> **WHAT IS ASKED**:
Retype all of the rows below line by line, leaving every word and number unchanged.

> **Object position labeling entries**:

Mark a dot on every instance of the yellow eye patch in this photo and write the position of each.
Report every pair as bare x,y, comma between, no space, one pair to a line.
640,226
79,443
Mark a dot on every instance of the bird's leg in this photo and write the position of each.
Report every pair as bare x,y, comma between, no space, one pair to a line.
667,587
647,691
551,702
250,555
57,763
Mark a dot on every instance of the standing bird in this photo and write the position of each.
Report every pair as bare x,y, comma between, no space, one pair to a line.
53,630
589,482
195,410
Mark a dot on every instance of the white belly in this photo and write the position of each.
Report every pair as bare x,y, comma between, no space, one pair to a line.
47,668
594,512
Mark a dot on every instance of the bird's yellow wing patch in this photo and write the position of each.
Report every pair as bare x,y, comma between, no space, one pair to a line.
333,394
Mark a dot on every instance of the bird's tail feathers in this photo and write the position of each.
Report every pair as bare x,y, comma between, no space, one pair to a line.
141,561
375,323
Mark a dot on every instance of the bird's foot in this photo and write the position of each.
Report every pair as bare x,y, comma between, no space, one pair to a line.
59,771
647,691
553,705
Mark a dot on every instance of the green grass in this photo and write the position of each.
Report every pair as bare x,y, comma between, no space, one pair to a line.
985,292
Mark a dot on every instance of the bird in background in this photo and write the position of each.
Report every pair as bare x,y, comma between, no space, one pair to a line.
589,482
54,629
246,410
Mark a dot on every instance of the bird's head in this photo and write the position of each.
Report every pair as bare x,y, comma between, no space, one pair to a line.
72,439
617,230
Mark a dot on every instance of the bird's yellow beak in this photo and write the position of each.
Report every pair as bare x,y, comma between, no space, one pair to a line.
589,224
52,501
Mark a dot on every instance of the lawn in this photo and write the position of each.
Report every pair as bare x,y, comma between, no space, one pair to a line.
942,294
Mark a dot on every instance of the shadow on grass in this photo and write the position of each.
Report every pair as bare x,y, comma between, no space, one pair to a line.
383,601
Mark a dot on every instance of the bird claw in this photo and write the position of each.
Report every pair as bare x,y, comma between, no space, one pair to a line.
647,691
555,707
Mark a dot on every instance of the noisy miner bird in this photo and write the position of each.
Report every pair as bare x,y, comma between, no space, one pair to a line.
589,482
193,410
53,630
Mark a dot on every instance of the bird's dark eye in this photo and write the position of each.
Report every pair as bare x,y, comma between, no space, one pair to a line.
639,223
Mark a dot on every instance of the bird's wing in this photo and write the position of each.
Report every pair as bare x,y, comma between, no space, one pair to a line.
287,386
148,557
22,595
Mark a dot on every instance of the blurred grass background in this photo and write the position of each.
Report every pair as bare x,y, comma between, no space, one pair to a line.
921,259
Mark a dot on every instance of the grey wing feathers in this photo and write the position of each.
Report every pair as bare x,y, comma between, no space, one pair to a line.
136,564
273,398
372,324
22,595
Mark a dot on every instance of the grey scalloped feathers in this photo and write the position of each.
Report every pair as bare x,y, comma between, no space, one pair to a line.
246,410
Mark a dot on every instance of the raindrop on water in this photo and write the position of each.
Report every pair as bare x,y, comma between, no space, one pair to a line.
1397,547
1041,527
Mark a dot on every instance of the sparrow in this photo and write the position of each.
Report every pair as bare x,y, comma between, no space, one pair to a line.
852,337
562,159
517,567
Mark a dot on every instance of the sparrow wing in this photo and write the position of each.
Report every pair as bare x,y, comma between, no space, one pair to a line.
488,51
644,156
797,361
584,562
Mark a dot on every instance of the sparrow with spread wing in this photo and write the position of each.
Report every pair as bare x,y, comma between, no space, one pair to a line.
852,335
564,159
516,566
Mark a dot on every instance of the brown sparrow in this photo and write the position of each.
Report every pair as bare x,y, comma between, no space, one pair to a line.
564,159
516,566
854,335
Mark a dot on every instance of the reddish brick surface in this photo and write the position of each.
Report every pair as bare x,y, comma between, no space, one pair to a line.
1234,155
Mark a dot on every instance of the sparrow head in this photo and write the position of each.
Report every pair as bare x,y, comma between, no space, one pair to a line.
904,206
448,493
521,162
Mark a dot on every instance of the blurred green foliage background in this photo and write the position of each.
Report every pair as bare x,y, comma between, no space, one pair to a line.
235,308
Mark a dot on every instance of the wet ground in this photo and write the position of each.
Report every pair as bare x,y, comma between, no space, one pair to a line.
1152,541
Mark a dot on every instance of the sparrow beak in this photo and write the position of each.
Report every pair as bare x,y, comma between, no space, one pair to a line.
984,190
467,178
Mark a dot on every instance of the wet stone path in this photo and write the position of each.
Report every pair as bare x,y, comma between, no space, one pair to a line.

> **THE REPLY**:
Mark a dot on every instance of the yellow eye patch in this photo and write the position of each.
Report every pair as bare x,y, comma between, no space, one pair to a line.
640,226
79,443
Mark a dot on every instance of the bird's leg in this photo and write the position of each.
Report every pair as bare x,y, comma between, no space, one pair to a line.
667,587
647,691
551,702
250,555
57,763
Mark a dot on every instance of the standing bird in this photo and write the position of each.
Report every pair as bare x,y, comma between, no space, one pair to a line.
53,630
589,482
195,410
Mark a dot on every instance of the white belly in this photo and write the position of each.
Report every pair as bare x,y, comma between, no space, one pair to a line.
47,668
594,512
Mark a dot on every instance of the bird's yellow wing patch in this photo and write the position of each.
Report every pair as bare x,y, comma between, no space, one pair to a line.
333,394
Mark a dot on every instance of the bird's tail feathers in this photo and write the position of each.
Report every pair as bare x,y, comma between, no space, one pair to a line.
141,561
375,323
Mark a dot on every instance of the bird's foot in this photo and write the position of each.
Report every pair as bare x,y, comma between, no space, one pair to a line.
59,771
647,691
553,705
Mark a dot on every instance of the green grass in this photo and write the position of each.
Report every pair as bare x,y, comma between, no space, one pair to a line.
985,292
Mark a dot on every instance of the bird in background in this photo and write the position of each.
Report every pair as bare x,y, comma between, no space, one pair to a line.
589,482
54,629
246,410
Mark a dot on every instance of the bird's head in this photo and write the position of each.
Report every pair as bare x,y, comma between, no space, one pair to a line.
72,439
617,230
Mark a dot on every instance of the bird's yellow beak in this photo and write the position of each.
Report every pair as bare x,y, comma between, no space, one pair to a line.
589,224
52,501
Mark a dot on every instance of the lawn in this photo and write the position of each.
Report every pair as bare x,y, comma between, no space, one pair to a line.
942,294
Mark a dot on every instance of the shadow on grass in this photo and write the position of each.
Report every pair as bare x,y, comma between, no space, one pair to a line.
383,601
Mark a dot on every instance of the bird claw in this photo and write the position of each.
Report every pair as bare x,y, comma between, no space, one pair to a line.
647,691
555,707
Mark a dot on every instance of the noisy miner bird in this photo and write the position of each.
Report every pair as bare x,y, comma between, no space, one pair to a line.
589,482
193,410
53,630
Mark a dot on every instance of the bird's dark eye in this photo and write the position of each.
Report every pair as bare x,y, comma between, no space, one pair to a line.
639,223
Mark a dot on every instance of the bird's wing in this photo and write the position of each.
Report every pair as bare x,y, comma between, no space, one pair to a line.
287,386
148,557
22,595
Mark a dot on every instance of the blurred grass background in this photo and write the position of each.
Report every pair as bare x,y, comma between, no space, one pair to a line.
921,259
Mark a dot on every instance of the grey wing feathers in this photo and write the position of each.
Report every pair as bare x,y, comma between, no space, one pair to a line.
136,564
273,398
372,324
22,595
Mark a dot on every instance of the grey scalloped feathers in this photo and write the position of each.
Report every pair as bare x,y, comma between, no space, one pair to a line.
246,410
Mark a dot on every instance of the raindrop on water in this photo and write the position of each.
Report every pair as bare x,y, comma between, no space, one pair to a line.
1397,547
1041,527
Mark a dot on every instance of the sparrow in this photo and write the position of each.
Report every pair as bare x,y, comma between, no space, one pair to a line.
852,337
562,159
517,567
Mark a dot on every instance of the sparrow wing in this photo and write the position of each.
Report every pair as bare x,y, comma between, no space, one pair to a line.
488,51
644,156
797,361
584,562
Mark a dot on every instance of the sparrow with spread wing in this photo and write the position of each.
Report every pair as bare x,y, comma between, no space, one pair to a line.
852,335
564,159
516,566
Mark a dot on every instance of the brown sparrow in this photo and write the position of each.
Report every pair as bare x,y, comma between, no space, one pair to a line.
564,159
516,566
854,335
Mark a dot on every instance of the reddish brick surface in this photo and write the position of each.
Report every pair as bare x,y, comma between, no space, one pair to a line.
1234,155
Mark a dot on every instance of the sparrow head in this photo and write the position of each.
Report every pair as bare x,y, comma between, no space, one pair to a line.
904,206
448,493
521,162
Mark a dot on every instance of the blurred green foliage background in this photo and write the position of each.
Report every pair as bare x,y, comma between, no space, one pair to a line.
235,308
Mark a dot on every instance of the wet ground in this photo and write the position of each.
Report every pair as bare x,y, comma between, no space, one pair to a line.
1152,541
Mark a dot on every instance of the sparrow beak in this photo and write the position of each.
Report every pair as bare x,y, comma between, no space, one pair to a line.
984,190
467,178
Mark a dot on every instance of the wet stone path in this photo and write the position of each.
Report every pair as bare x,y, comma between, no space, one pair to a line.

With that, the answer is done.